WRITTEN INSTRUCTION
Reproduce word for word the stretch of the column about media censorship of the Hunter Biden stories from "Media helped hide" through "on presidential candidates.".

TEXT SHOWN
Miranda Devine

Miranda Devine

Politics

Media helped hide the real Joe Biden by censoring Hunter stories: Devine

The president’s plummeting popularity, especially among independents, reflects a growing realization among voters that Joe Biden is not the man they thought they had voted for. 

There’s a good reason for their disenchantment. They were denied the normal due diligence the media is supposed to conduct on presidential candidates. 

It’s been more than a year since The Post published the first of a series of damning stories about then-candidate Biden, based on material on his son Hunter’s abandoned laptop

It’s been more than a year since Facebook and Twitter colluded with Democrat-friendly media to censor a story that reflected badly on their preferred candidate less than three weeks before the 2020 election. 

Twitter CEO Jack Dorsey blithely admitted after the election that locking The Post’s account for two weeks on the basis of a non-existent “hacking” offense was a “mistake.” 

Facebook has never revealed the results of the “fact-check” it used as a pretext for blocking The Post. It likely never occurred because Facebook never contacted key recipients of emails we published from the laptop. 

But the damage was done. The coordinated censorship of America’s oldest newspaper — with more than 80 million readers online alone — amounted to election interference. 

If the full story of the Bidens’ international influence-peddling scheme had been told before the election, polls indicate it may have affected the result. Almost 50 percent of Biden voters knew nothing about Hunter’s laptop scandal, according to polling conducted after the election by the Media Research Center, and almost 10 percent said they would not have voted for Biden had they known. 

Twitter CEO Jack Dorsey admitted censoring the Hunter Biden stories was a mistake — after the election was over. Michael Reynolds/Pool Photo via AP, File

With fewer than 45,000 votes in three states deciding the outcome, it’s not unreasonable to suggest that suppression of The Post’s stories won Biden the election and denied voters the truth about his character. 

This is the importance of Hunter Biden’s laptop and why it refuses to be shoved down the memory hole, where other inconvenient truths go to die. 

It provides a rare and detailed window onto the corruption that is Washington’s original sin, as conducted on a global scale by one of its most calculating practitioners. 

President Biden greatly benefited from the censorship and dismissal of the The Post’s reporting on Hunter Biden’s business dealings. Kris Connor/WireImage

The sordid secret vices of a son of political privilege are an incongruous backdrop to the monumental oil and gas deals Hunter was mixed up in around the world, a drug-addled neophyte bumbling through geopolitical minefields, with the Secret Service in tow.

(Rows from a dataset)
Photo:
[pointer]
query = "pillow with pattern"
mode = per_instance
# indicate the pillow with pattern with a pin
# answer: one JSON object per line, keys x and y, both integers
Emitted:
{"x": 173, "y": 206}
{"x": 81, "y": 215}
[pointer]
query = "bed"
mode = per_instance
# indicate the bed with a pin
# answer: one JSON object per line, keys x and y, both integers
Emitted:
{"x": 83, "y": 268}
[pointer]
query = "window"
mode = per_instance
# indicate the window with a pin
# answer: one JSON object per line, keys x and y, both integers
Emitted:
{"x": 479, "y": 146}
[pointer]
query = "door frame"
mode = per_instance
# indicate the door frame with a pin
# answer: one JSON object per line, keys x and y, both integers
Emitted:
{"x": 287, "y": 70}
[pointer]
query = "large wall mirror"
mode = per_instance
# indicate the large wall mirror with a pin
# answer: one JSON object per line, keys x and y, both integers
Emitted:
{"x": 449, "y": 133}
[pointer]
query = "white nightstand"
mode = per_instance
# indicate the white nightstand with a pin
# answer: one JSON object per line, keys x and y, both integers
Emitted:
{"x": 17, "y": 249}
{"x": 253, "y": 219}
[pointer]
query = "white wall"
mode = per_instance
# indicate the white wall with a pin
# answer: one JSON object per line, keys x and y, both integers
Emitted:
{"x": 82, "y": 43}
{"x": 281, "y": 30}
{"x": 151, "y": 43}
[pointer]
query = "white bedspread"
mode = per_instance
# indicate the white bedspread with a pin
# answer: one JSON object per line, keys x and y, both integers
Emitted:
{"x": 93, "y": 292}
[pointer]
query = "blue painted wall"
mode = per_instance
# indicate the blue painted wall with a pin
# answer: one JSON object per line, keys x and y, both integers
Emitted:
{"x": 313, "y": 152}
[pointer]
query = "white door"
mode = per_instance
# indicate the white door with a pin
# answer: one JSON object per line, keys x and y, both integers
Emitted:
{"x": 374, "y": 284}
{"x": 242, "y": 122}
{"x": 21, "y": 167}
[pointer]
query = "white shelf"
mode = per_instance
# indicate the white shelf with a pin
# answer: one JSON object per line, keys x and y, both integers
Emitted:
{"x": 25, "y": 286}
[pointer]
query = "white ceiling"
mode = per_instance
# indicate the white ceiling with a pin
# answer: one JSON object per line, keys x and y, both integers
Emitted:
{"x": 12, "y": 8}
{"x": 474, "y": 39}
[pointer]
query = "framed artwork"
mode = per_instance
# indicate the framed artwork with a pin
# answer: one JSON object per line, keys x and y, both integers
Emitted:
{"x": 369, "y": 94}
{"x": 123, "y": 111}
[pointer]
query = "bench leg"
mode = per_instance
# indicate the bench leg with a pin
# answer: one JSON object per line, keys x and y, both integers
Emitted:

REPLY TO THE TASK
Media helped hide the real Joe Biden by censoring Hunter stories: Devine

The president’s plummeting popularity, especially among independents, reflects a growing realization among voters that Joe Biden is not the man they thought they had voted for. 

There’s a good reason for their disenchantment. They were denied the normal due diligence the media is supposed to conduct on presidential candidates.